>> Begin Reading text

The biggest hurdle I found from the FSM was how to handle the transmission. My initial thoughts were to get a proper hydraulic transmission jack with tilt control on 2 axis (HF sells a lovely one), but some people I trust (and have done a bunch of these) in my local community said that those were actually a pain because they're always in the way and you're better off either just bear hugging the thing (I lacked confidence in this strategy for reinstalling) or to use a cherry picker on the dog bone mount and a regular floor jack on the tail.

Other than that the only stuff beyond basic tools I needed was a T70 for the transmission oil drain plug, a big socket for the axle nuts (you don't have to pull these but we had the tools to do it easily, getting them out of the way makes the job suck less, and prevents damaging the 20$ a piece axle seals in the transmission I didn't plan to replace), a flywheel holder tool and a torque wrench that can do the sub 20 ftlb values called for in the install procedure. I also picked up some shop supplies: a ton of brakleen to deal with the probable mess in the bellhousing, some grease for the contact points and new gear oil ( I used Motul)

One item of interest was the pivot ball and clutch fork. A company makes fancy replacements with lots of pretty FEA saying that the stock ones are weak, offering an improved 200+dollar replacement for the BRZ and 15+WRX. In my search for knowledge earlier when picking part I found that those parts are the same back to 2006 and frankly you don't find a whole lot of people complaining about breaking those when you search. Given that I decided that those were probably overkill and unnecessary for what I was doing. For a little security just in case mine did happen to be screwed up I popped into my local Subaru dealer's parts department and ask them if they happened to have replacements in stock (they did).

>> End Reading text
>> Begin Information shown

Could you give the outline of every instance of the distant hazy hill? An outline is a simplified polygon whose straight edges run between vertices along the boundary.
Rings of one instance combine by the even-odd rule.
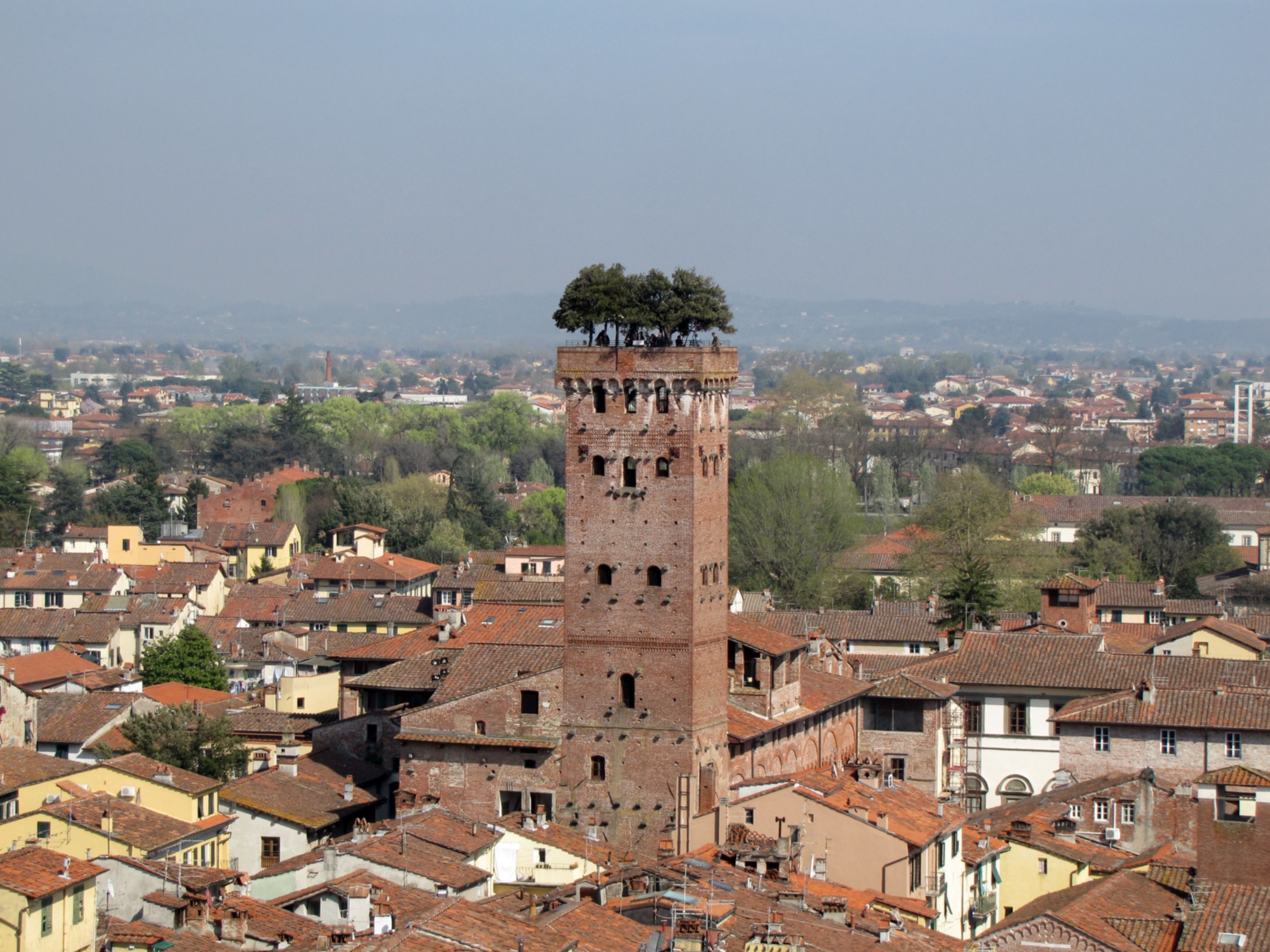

>> End Information shown

◆ **Task list**
a. From the clutch job text, write out the passage starting at "The biggest hurdle" and ending at "on the tail.".
b. Answer these questions using the clutch job text:
(i) What tool was needed for the transmission oil drain plug?
(ii) What brand of new gear oil was used?
(iii) Where did the writer ask about replacement parts in stock for the pivot ball and clutch fork?

◆ **Exercise responses**
a.
The biggest hurdle I found from the FSM was how to handle the transmission. My initial thoughts were to get a proper hydraulic transmission jack with tilt control on 2 axis (HF sells a lovely one), but some people I trust (and have done a bunch of these) in my local community said that those were actually a pain because they're always in the way and you're better off either just bear hugging the thing (I lacked confidence in this strategy for reinstalling) or to use a cherry picker on the dog bone mount and a regular floor jack on the tail.

b.
(i) A T70
(ii) Motul
(iii) The parts department of a local Subaru dealer